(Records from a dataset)
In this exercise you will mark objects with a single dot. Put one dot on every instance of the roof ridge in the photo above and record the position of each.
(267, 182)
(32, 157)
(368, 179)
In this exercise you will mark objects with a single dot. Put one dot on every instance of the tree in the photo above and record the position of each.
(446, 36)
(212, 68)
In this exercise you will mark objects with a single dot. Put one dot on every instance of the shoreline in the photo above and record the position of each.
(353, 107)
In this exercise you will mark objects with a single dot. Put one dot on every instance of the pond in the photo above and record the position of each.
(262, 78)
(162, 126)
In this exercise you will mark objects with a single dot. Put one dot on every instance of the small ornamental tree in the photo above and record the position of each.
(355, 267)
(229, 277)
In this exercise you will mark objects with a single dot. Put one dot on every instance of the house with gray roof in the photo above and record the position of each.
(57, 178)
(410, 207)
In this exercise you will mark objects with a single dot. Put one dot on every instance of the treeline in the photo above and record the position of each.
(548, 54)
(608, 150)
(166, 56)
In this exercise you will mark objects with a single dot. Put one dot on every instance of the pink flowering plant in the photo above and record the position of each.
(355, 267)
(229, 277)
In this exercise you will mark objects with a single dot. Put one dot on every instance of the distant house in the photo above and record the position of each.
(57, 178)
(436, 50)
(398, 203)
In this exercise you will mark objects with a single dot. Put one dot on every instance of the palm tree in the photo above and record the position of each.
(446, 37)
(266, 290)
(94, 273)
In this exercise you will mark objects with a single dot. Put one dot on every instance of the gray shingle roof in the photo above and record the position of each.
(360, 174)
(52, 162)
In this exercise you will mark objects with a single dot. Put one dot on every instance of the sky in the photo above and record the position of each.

▸ **Exercise details**: Copy out the records above word for word, including every line.

▸ **Written reply**:
In this exercise you will mark objects with a single dot. Put one dot on every instance of the roof ridge in the photo above and record the position of each.
(267, 182)
(32, 157)
(368, 179)
In this exercise you will mark objects with a single dot. Put one dot on every instance of the tree in the photo above and record the position of each.
(446, 36)
(212, 68)
In this exercise you will mark objects with a single dot. Put one dot on every instance of the shoreline in the photo above and record the position of each.
(353, 107)
In this exercise you will mark objects with a single dot. Put one dot on every instance of the pond in the photo above and record the position of each.
(262, 78)
(162, 126)
In this exercise you will mark objects with a single dot. Put one dot on every instance of the small ornamental tree in the photo above and record the position of each.
(355, 267)
(229, 277)
In this exercise you will mark objects with a single dot. Put one dot on every instance of the house with gray roof in the photo above and record the position of each.
(57, 178)
(410, 207)
In this exercise you will mark objects with a single dot. Put one dot on every instance of the treeline in the photo above and record the position of each.
(548, 54)
(608, 150)
(166, 56)
In this exercise you will mark objects with a single dot. Put one dot on every instance of the pink flowering plant in the photo above and record the position of each.
(355, 267)
(229, 277)
In this exercise you will mark objects with a single dot. Put one dot on every instance of the distant house in the photo above and record the position of each.
(57, 178)
(436, 50)
(398, 203)
In this exercise you will mark objects with a single dot. Put one dot on every instance of the palm tree in the photo above and record the position of each.
(446, 37)
(266, 290)
(94, 273)
In this exercise you will mark objects with a single dot. Put one dot on every instance of the gray shingle roof in the photo above and record the position of each.
(360, 174)
(52, 162)
In this exercise you will mark objects with a single dot. Put one dot on every instance of the sky in the photo above and record the position of each.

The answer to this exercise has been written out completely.